- _Input for this task_
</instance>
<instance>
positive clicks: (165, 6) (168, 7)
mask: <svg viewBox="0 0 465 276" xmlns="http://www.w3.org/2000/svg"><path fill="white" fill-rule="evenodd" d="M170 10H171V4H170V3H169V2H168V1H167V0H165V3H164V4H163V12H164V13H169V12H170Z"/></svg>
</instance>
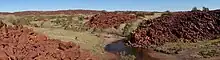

- _Work to complete_
What is needed is an exact copy of the data, with the pictures removed.

- _Worked solution_
</instance>
<instance>
positive clicks: (165, 6) (168, 7)
mask: <svg viewBox="0 0 465 276" xmlns="http://www.w3.org/2000/svg"><path fill="white" fill-rule="evenodd" d="M170 10H171V4H170V3H169V2H168V1H167V0H165V3H164V4H163V12H164V13H169V12H170Z"/></svg>
</instance>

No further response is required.